─── Text provided

Bloomfield's Crisis of Governance Part 5.1: The Offline Government - Part 1
The Offline Government (Part 1):
The Blind Checkbook
On January 3rd, they boasted of "Strong Finances." On that same day, internal logs show the Town didn't know how much money was in the bank.
By Peter C. Frank
The Bloomfield Dispatch (Read Part 4.5)
BLOOMFIELD, CT — On January 3, 2025, the political leadership of Bloomfield took a victory lap.
In a public post, Town Council leadership boasted of the Town’s "AA+ Bond Rating" and "Strong Finances," explicitly crediting the "Mayor, Town Manager, and CFO Hill" for their stewardship. They told residents that the ship was steady and the course was true.
But internal correspondence obtained by The Bloomfield Dispatch reveals a stark contradiction: On the very same day leadership was publicly celebrating fiscal stability, the Finance Department’s own internal logs showed they had ceased reconciling the Town's bank accounts entirely.
In a staggering admission to the State Office of Policy & Management (OPM) on August 4, 2025, Finance Director Darrell V. Hill revealed that the Town had ceased reconciling its bank accounts and was unable to verify its own trial balance for all of fiscal year 2024.
This is the first of a three-part forensic review of the "13 Reasons" the Administration gave for this collapse—and why experts say they point to a structural failure of government.
The "Standard" of Governance
Before dissecting the failure, we must establish the standard. Jack DeOliveira, PhD, a governance expert and policy analyst with The Yankee Institute (a non-partisan 501(c)3 not-for-profit think tank based in Hartford, CT that researches Connecticut's public policies), explains that financial controls are not optional suggestions; they are the bedrock of public trust.
According to Dr. DeOliveira, when a municipality stops performing these checks, "it is not an administrative oversight, it is a structural failure that exposes taxpayers to significant financial risk."
Yet, throughout all of FY2024, the Town of Bloomfield did not perform one single reconciliation, according to Director Hill.
Key Admissions from the Audit Schedule
1. The "Offline" Year
Reason for Delay: "Financial activity not entered in System of Record (MUNIS) but rather tracked on spreadsheets."
Corrective Measure: Issued directive in March 2025 requiring entry within 3 business days.
2. The Reconciliation Gap
Reason for Delay: "No bank reconciliations for 15 months including all of FY2024."
Corrective Measure: Current staff is now automating the process with bank data files.

──────

**Instruction 1**
Report how many lines in the rows below contain the word "above", with case counting. Give only the number.

─── Data extract

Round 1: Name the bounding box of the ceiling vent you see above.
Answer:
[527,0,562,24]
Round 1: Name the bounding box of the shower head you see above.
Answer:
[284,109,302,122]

──────

**Instruction 2**
In the article on Bloomfield's finances, which officials did the Town Council leadership's public post credit for their stewardship? List them all.

**Full response 1**
2

**Full response 2**
Mayor
Town Manager
CFO Hill